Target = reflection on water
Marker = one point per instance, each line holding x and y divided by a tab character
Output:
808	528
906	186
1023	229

== Your task ==
Reproduce all of the rows above in full, requests included, adjusting each x and y coordinate in the answers by -112 and leaving the requests and their format descriptions unchanged.

== Response below ==
Target = reflection on water
Marker = one point per instance, each line holding x and y divided by a tab character
Output:
696	416
794	74
911	117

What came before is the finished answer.